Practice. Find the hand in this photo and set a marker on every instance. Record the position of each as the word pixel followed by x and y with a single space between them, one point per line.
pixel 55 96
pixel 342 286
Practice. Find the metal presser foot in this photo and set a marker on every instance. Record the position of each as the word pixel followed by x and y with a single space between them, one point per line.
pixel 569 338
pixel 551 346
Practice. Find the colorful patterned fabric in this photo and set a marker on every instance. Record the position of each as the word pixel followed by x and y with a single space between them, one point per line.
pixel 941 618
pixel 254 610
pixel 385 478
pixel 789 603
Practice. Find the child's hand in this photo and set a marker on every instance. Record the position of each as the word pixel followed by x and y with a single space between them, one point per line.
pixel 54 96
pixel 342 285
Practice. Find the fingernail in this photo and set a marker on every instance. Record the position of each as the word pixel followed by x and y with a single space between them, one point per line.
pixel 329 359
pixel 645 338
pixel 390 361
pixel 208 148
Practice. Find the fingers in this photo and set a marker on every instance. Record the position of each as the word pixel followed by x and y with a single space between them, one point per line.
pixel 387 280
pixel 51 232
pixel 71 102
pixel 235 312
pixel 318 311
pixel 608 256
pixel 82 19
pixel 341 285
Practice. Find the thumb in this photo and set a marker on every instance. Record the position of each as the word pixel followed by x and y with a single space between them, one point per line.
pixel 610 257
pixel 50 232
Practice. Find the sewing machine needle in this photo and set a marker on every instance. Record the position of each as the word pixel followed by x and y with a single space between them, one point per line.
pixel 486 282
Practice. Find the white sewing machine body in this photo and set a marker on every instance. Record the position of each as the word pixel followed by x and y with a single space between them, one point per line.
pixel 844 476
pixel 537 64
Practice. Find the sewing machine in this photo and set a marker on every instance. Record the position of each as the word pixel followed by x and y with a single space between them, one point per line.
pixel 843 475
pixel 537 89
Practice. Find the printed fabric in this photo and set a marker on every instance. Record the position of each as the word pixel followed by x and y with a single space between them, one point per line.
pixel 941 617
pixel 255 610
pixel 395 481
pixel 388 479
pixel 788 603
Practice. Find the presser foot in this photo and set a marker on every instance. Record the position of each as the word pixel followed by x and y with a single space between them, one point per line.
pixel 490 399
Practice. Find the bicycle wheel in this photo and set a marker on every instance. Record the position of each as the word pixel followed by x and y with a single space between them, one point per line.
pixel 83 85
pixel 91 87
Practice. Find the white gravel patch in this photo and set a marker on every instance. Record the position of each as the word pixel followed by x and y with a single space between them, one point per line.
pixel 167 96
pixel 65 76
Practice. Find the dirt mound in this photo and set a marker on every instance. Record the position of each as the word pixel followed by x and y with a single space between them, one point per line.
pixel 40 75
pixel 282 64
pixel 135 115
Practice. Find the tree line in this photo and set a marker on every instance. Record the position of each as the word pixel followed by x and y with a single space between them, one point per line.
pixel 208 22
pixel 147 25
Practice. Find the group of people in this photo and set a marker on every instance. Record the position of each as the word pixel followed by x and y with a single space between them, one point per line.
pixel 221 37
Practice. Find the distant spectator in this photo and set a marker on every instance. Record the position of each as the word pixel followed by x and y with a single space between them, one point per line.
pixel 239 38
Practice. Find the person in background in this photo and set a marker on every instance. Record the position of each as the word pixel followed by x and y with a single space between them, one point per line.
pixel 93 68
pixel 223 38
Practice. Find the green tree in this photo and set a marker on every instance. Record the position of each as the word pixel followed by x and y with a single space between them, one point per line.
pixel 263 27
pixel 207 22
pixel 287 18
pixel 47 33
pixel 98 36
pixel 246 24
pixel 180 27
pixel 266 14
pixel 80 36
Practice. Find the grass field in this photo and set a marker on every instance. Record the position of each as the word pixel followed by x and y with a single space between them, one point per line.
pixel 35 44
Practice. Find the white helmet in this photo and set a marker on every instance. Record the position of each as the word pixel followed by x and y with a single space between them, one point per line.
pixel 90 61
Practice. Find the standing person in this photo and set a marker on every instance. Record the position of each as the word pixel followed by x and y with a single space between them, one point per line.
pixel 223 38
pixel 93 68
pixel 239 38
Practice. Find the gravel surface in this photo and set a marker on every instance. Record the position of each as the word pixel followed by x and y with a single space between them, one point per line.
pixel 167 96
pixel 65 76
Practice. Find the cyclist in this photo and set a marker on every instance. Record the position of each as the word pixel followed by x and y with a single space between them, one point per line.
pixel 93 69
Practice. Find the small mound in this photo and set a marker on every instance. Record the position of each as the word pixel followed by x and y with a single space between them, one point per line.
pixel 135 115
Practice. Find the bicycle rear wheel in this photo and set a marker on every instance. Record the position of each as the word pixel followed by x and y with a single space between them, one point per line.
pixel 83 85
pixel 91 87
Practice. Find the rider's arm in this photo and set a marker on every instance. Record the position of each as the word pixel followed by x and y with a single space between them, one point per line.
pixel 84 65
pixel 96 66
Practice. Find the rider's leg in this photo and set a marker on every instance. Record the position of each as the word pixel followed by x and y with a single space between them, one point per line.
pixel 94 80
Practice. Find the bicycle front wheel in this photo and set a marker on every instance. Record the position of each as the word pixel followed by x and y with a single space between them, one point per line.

****

→ Problem to work on
Reproduce the listing above in full, word for word.

→ Solution to this problem
Practice. Find the hand in this photo and set a marker on every instance. Record the position of each as the word pixel followed by x and y with a single space between them, one point per line.
pixel 55 96
pixel 342 286
Practice. Find the metal presser foot in this photo and set a marker on every instance. Record the position of each as the word pixel followed by x and y with a single space between them, one point per line.
pixel 569 338
pixel 551 346
Practice. Find the colorful patterned fabric in this photo and set a marker on every instance. Record the position of each as the word pixel followed by x and y with a single space between them, one point per line.
pixel 941 618
pixel 254 610
pixel 385 478
pixel 789 603
Practice. Find the child's hand in this photo and set a marker on every instance. Record the position of each as the word pixel followed by x and y with a single space between them, one point per line.
pixel 54 96
pixel 342 285
Practice. Find the fingernail in this photo and set a marker on every instance. Record the position of each as the word pixel followed by x and y with a single space between them, one point per line.
pixel 329 359
pixel 645 338
pixel 390 361
pixel 208 148
Practice. Find the fingers in this photo and set a marker on every instance. Record the position of each as the word pixel followed by x and y with a single space between them, one point per line.
pixel 387 280
pixel 51 232
pixel 71 102
pixel 235 312
pixel 318 311
pixel 608 256
pixel 82 19
pixel 341 285
Practice. Find the thumb in this photo and set a marker on every instance. Record the position of each as the word pixel followed by x and y with a single space between them, one point per line.
pixel 610 257
pixel 50 232
Practice. Find the sewing machine needle in this photo and set a marker on every instance. Record the position of each as the word pixel followed by x and y with a single space between them, one point per line.
pixel 486 282
Practice. Find the white sewing machine body in this photo and set a marker on every instance. Record the position of each as the word pixel followed by x and y with a single space between them, one point per line.
pixel 844 476
pixel 537 64
Practice. Find the sewing machine in this photo and set a marker on every instance. Record the position of each as the word pixel followed by x and y with a single space between them, one point per line.
pixel 843 475
pixel 537 89
Practice. Find the printed fabric in this photo and set a marker on every instance. Record the position of each as the word pixel followed by x and y with a single space between them, one point per line.
pixel 941 617
pixel 255 610
pixel 395 481
pixel 388 479
pixel 788 603
Practice. Find the presser foot in this photo and set a marker on every instance. Record the position of each as the word pixel followed by x and y with a single space between them, one point per line.
pixel 490 399
Practice. Find the bicycle wheel in this photo and set a marker on every instance. Record the position of each as the word pixel followed by x and y with a single space between them, one point per line.
pixel 83 85
pixel 91 87
Practice. Find the white gravel patch in this photo and set a marker on every instance. Record the position of each as the word pixel followed by x and y with a single space between them, one point per line.
pixel 167 96
pixel 65 76
Practice. Find the dirt mound in this photo and set a marker on every instance. Record the position of each as the word pixel followed by x and y with a single space between them, one point per line.
pixel 40 75
pixel 282 64
pixel 135 115
Practice. Find the tree line in this photo and set a marker on every instance. Record the position of each as the word pixel followed by x and y with a single space between them, one point per line.
pixel 208 22
pixel 147 25
Practice. Find the group of people in this photo and set a marker on every instance. Record the position of each as the word pixel followed by x and y with a single space between them, one point per line.
pixel 221 37
Practice. Find the distant spectator in this photo and set a marker on every instance. Record the position of each as the word pixel followed by x and y with a single space between them, one point per line.
pixel 239 38
Practice. Find the person in background in this photo and set a marker on every instance. Record the position of each as the word pixel followed by x and y with a single space between them, one point per line.
pixel 93 68
pixel 223 38
Practice. Find the green tree in this photo and set a marker on every instance. Record the position of each as the word pixel followed by x and y with a single space between them, one point per line.
pixel 263 27
pixel 207 22
pixel 287 18
pixel 47 33
pixel 98 36
pixel 246 24
pixel 180 27
pixel 266 14
pixel 80 36
Practice. Find the grass field in this photo and set a marker on every instance. Record the position of each as the word pixel followed by x and y with a single space between them, one point per line.
pixel 35 44
Practice. Find the white helmet in this photo and set a marker on every instance. Record the position of each as the word pixel followed by x and y with a single space between them, one point per line.
pixel 90 61
Practice. Find the standing person in this photo and set a marker on every instance. Record the position of each as the word pixel followed by x and y with a single space between them, one point per line.
pixel 223 38
pixel 93 68
pixel 239 38
Practice. Find the gravel surface in this photo and set a marker on every instance. Record the position of each as the word pixel followed by x and y with a single space between them, one point per line.
pixel 167 96
pixel 65 76
Practice. Find the cyclist in this photo and set a marker on every instance. Record the position of each as the word pixel followed by x and y with a single space between them, one point per line.
pixel 93 69
Practice. Find the small mound in this photo and set a marker on every instance. Record the position of each as the word pixel followed by x and y with a single space between them, one point per line.
pixel 135 115
Practice. Find the bicycle rear wheel in this photo and set a marker on every instance. Record the position of each as the word pixel followed by x and y with a single space between them, one point per line.
pixel 83 85
pixel 91 87
Practice. Find the rider's arm in this photo and set a marker on every instance. Record the position of each as the word pixel followed by x and y with a single space between them, one point per line.
pixel 84 65
pixel 96 66
Practice. Find the rider's leg in this photo and set a marker on every instance. Record the position of each as the word pixel followed by x and y with a single space between them, one point per line.
pixel 94 80
Practice. Find the bicycle front wheel in this photo and set a marker on every instance. Record the position of each as the word pixel followed by x and y with a single space between them, one point per line.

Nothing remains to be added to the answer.